◆ EXERCISE AIM: Can you rewrite every one of the records below with "a point for each instance" changed to "one point per instance" and everything else left unchanged?
* START *
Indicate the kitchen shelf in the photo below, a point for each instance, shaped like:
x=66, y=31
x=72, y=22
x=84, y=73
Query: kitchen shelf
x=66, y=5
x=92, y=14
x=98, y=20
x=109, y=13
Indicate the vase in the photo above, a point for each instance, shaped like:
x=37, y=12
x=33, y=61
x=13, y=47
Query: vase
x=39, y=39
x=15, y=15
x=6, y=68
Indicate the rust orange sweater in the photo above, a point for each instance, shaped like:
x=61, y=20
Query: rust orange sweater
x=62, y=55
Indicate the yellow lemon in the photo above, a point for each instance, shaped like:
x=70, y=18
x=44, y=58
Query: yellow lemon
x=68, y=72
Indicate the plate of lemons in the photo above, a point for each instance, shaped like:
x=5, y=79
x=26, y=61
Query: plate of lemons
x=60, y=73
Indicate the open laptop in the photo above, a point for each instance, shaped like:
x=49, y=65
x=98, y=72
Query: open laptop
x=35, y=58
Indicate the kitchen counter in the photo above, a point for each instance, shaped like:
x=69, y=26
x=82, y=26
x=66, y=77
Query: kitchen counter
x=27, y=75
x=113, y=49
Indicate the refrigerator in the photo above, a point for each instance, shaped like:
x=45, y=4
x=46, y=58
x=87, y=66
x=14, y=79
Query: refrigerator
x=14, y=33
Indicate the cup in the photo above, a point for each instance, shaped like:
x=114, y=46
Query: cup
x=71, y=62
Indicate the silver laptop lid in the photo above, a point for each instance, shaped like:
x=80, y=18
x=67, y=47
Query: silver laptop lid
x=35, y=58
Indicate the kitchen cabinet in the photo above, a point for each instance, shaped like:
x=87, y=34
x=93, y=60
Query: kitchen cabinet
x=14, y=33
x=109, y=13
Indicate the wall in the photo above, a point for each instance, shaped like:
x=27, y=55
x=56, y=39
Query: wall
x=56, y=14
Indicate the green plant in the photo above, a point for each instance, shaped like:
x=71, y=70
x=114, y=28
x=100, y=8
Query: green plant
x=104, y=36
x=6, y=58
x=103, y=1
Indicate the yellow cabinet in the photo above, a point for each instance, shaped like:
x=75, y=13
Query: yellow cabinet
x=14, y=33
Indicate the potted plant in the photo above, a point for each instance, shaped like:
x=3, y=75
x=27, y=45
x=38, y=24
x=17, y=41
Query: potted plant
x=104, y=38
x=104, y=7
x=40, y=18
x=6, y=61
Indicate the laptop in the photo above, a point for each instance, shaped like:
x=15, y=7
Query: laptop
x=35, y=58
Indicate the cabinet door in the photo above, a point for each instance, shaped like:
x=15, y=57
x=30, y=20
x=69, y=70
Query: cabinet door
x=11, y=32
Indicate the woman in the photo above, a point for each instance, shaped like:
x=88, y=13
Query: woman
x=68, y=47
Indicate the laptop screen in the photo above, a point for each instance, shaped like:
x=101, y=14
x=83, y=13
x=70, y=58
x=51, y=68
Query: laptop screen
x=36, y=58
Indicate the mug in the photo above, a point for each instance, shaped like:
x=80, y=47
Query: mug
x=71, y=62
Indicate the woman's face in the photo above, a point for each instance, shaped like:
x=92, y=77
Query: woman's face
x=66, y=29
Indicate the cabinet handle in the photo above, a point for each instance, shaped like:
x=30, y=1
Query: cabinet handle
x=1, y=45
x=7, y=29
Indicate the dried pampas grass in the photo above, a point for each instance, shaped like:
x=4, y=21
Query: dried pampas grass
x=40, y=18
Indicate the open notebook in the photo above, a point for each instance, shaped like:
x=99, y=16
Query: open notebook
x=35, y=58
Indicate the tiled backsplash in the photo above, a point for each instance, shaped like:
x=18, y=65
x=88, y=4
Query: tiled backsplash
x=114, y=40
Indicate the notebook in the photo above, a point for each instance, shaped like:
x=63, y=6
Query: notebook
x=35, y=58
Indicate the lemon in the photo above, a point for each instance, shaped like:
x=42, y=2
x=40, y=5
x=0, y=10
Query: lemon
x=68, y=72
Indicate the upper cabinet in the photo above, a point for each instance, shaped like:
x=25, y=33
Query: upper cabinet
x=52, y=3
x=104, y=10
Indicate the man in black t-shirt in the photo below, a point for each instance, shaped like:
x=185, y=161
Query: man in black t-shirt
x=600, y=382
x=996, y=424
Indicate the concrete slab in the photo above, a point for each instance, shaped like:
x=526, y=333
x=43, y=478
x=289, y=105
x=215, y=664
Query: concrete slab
* END *
◆ THE ANSWER:
Indicate the kitchen shelf in the photo below, one point per instance, shaped like:
x=66, y=31
x=72, y=22
x=84, y=73
Query: kitchen shelf
x=66, y=5
x=92, y=14
x=98, y=20
x=109, y=13
Indicate the vase in the photo above, one point per instance, shaped like:
x=37, y=12
x=33, y=61
x=13, y=47
Query: vase
x=39, y=39
x=15, y=15
x=6, y=68
Indicate the rust orange sweater in the photo above, one point per instance, shaped like:
x=61, y=20
Query: rust orange sweater
x=62, y=55
Indicate the yellow lemon in the photo above, one point per instance, shaped like:
x=70, y=18
x=44, y=58
Query: yellow lemon
x=68, y=72
Indicate the plate of lemons in the photo above, one point per instance, shaped like:
x=5, y=79
x=26, y=61
Query: plate of lemons
x=60, y=73
Indicate the open laptop in the photo above, one point per instance, shaped like:
x=49, y=65
x=98, y=72
Query: open laptop
x=35, y=58
Indicate the kitchen counter in the photo above, one point per instance, shaped like:
x=69, y=26
x=82, y=26
x=66, y=77
Query: kitchen counter
x=27, y=75
x=113, y=49
Indicate the refrigerator in the photo above, one point per instance, shaped like:
x=45, y=4
x=46, y=58
x=87, y=66
x=14, y=79
Query: refrigerator
x=14, y=33
Indicate the cup in the photo above, one point per instance, shaped like:
x=114, y=46
Query: cup
x=71, y=62
Indicate the silver laptop lid in the photo above, one point per instance, shaped like:
x=80, y=18
x=67, y=47
Query: silver laptop lid
x=35, y=58
Indicate the kitchen cabinet in the photo above, one point per instance, shaped like:
x=87, y=34
x=93, y=60
Query: kitchen cabinet
x=14, y=33
x=109, y=13
Indicate the wall in the photo above, one point per instance, shaped like:
x=27, y=55
x=56, y=39
Query: wall
x=56, y=14
Indicate the green plant in the photo above, one point per instance, shaped like:
x=71, y=70
x=114, y=28
x=100, y=8
Query: green plant
x=104, y=36
x=6, y=58
x=103, y=1
Indicate the yellow cabinet in the photo above, one point per instance, shaped like:
x=75, y=13
Query: yellow cabinet
x=14, y=33
Indicate the potted plant in the photo above, one point per instance, shaped like:
x=3, y=75
x=27, y=45
x=38, y=24
x=17, y=41
Query: potted plant
x=104, y=38
x=104, y=7
x=40, y=18
x=6, y=61
Indicate the laptop in the photo above, one point per instance, shaped like:
x=15, y=7
Query: laptop
x=35, y=58
Indicate the cabinet door in the photo above, one point per instance, shaped like:
x=15, y=57
x=30, y=20
x=69, y=70
Query: cabinet door
x=11, y=32
Indicate the woman in the photo above, one point per instance, shaped like:
x=88, y=13
Query: woman
x=68, y=47
Indicate the laptop screen in the photo above, one point per instance, shaped like:
x=101, y=14
x=83, y=13
x=70, y=58
x=51, y=68
Query: laptop screen
x=36, y=58
Indicate the mug in the photo above, one point per instance, shaped like:
x=80, y=47
Query: mug
x=71, y=62
Indicate the woman's face in the photo above, one point per instance, shaped like:
x=92, y=77
Query: woman's face
x=66, y=29
Indicate the cabinet handle in the photo above, one point per instance, shaped like:
x=30, y=1
Query: cabinet handle
x=1, y=45
x=7, y=29
Indicate the dried pampas grass in the photo above, one point per instance, shaped like:
x=4, y=21
Query: dried pampas grass
x=40, y=18
Indicate the open notebook in the photo above, one point per instance, shaped like:
x=99, y=16
Query: open notebook
x=35, y=58
Indicate the tiled backsplash in the photo above, one point per instance, shaped like:
x=18, y=65
x=88, y=4
Query: tiled backsplash
x=114, y=40
Indicate the notebook in the photo above, one point per instance, shaped like:
x=63, y=6
Query: notebook
x=35, y=58
Indicate the lemon in the photo above, one point per instance, shaped like:
x=42, y=2
x=40, y=5
x=0, y=10
Query: lemon
x=68, y=72
Indicate the upper cabinet in the photo above, one point per instance, shaped like:
x=25, y=33
Query: upper cabinet
x=52, y=3
x=104, y=10
Indicate the man in black t-shirt in the photo below, one point per instance, shaped like:
x=185, y=161
Query: man in black t-shirt
x=600, y=382
x=996, y=424
Indicate the concrete slab in the photo above, one point per instance, shaped like:
x=526, y=333
x=43, y=478
x=289, y=105
x=215, y=664
Query: concrete slab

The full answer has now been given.